課題 A ▸
リストのうち、"For the evaluation set, locate the bar" を含む行からリストの末尾までを、両端の行も含めて一字も変えずに打ち直してください。

原文 ▸

沖縄県青果物卸商事業協同組合 理事長 高良 憲樹さん
翁長 真実さん

食べごろバナナを食卓へ

 甘くておいしく、栄養価の高いバナナ。おなじみの果物の多くはフィリピンから食卓に届けられている。そんなバナナの輸入から、検疫、燻蒸(くんじょう)、加工、販売までを一貫して手掛けるのが沖縄県青果物卸商事業協同組合だ。2代目理事長の高良憲樹さん(57)は、先代の父が立ち上げた事業を家族とともに守り続けている。2年半前から同組合で働き始めた長女の翁長真実さん(32)はフォークリフトの操縦もお手のもの。現場から家業を支える頼もしい存在だ。



先代の事業 家族で守る

 コンテナ船やフェリー、貨物船、外国クルーズ船などが寄航する那覇市港町の那覇港新港ふ頭。国内外を結ぶ流通拠点のそばにフィリピン産のバナナを直輸入する沖縄県青果物卸商事業協同組合がある。

 沖縄が祖国復帰した1972年、現理事長の高良憲樹さんの父、憲三郎さんが港から輸入される青果物を検疫や燻蒸(くんじょう)と呼ばれる消毒処理をする会社「沖縄燻蒸」を立ち上げた。数年後には、沖縄県青果物卸商事業協同組合を設立。通年輸入ができ、当時需要が多かったバナナに目を付け、検疫、燻蒸に加え、輸入から加工、販売までを一貫して手掛けるようになった。輸入青果物を扱う業者でバナナ専用の燻蒸処理や加工設備まで整っている施設は沖縄では2カ所しかないという。

 県のバナナ需要の約3割を賄う同組合。バナナが約80本入る箱を1500個搭載できる40フィートコンテナを月に10個輸入。年間18万箱の販売を手掛けている。

 学生のころから先代の父の手伝いをしていた憲樹さんは本格的に家業に携わり始め30年以上。「家族を中心に従業員8人でこじんまりやっている」と話す。現在姉の仲西加代子さんとともに事業を引き継ぎ、娘の真実さん、姉の息子の弘文さんとともにバナナを管理する。

品質維持に尽力

 店頭で見かける黄色くて甘い輸入バナナは、もともとは緑色で硬い。人為的にやわらかくて甘いバナナに仕上げる追熟処理も、同組合の仕事だ。エチレンガスで熟成させ、約5日かけて食べごろを見極め搬出する。

 「生ものを扱うのに苦労はつきもの」という憲樹さん。バナナは傷みやすく、少しの温度変化で質が落ちてしまう。過去には、フィリピンから沖縄に到着するまでの2週間の間にコンテナ設備に異常が発生し、コンテナの中身を丸ごと廃棄処分したこともあった。

 長女の真美さんが同組合で働き始めたのは2年半前。「創業者の祖父から将来は入ってほしい」とずっと言われていたというが、高校卒業後は違う道へ進んだ。アメリカへの語学留学を経て、事務関係、イベントの企画、飲食店などの仕事を経験した。

 入社のきっかけを「自然とこうなっていた」と話す真実さん。従業員が年齢を重ねていき、父たちが若い人を入れたいと思ったときにタイミングが合い、この世界に飛び込んだ。

課題 B ▸
原文によると、同組合は県のバナナ需要のどのくらいを賄っているか。

リスト抜粋 ▸
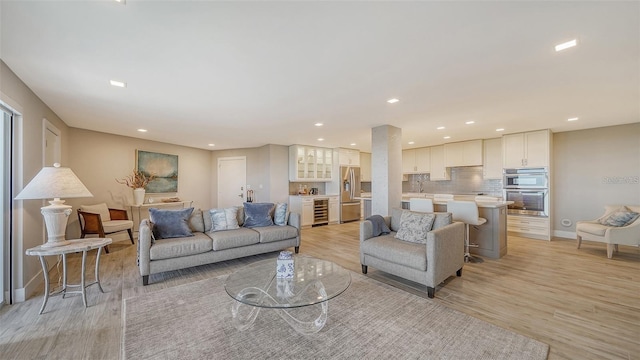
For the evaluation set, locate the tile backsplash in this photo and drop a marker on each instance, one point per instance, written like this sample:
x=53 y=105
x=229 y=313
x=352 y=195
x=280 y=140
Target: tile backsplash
x=464 y=180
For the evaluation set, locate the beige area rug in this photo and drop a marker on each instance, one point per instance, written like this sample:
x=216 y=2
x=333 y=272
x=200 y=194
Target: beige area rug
x=369 y=320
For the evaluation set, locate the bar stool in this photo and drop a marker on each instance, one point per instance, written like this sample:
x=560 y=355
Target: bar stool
x=421 y=204
x=466 y=212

期待される出力 A ▸
For the evaluation set, locate the bar stool in this photo and drop a marker on each instance, one point per instance, written like this sample:
x=560 y=355
Target: bar stool
x=421 y=204
x=466 y=212

期待される出力 B ▸
約3割。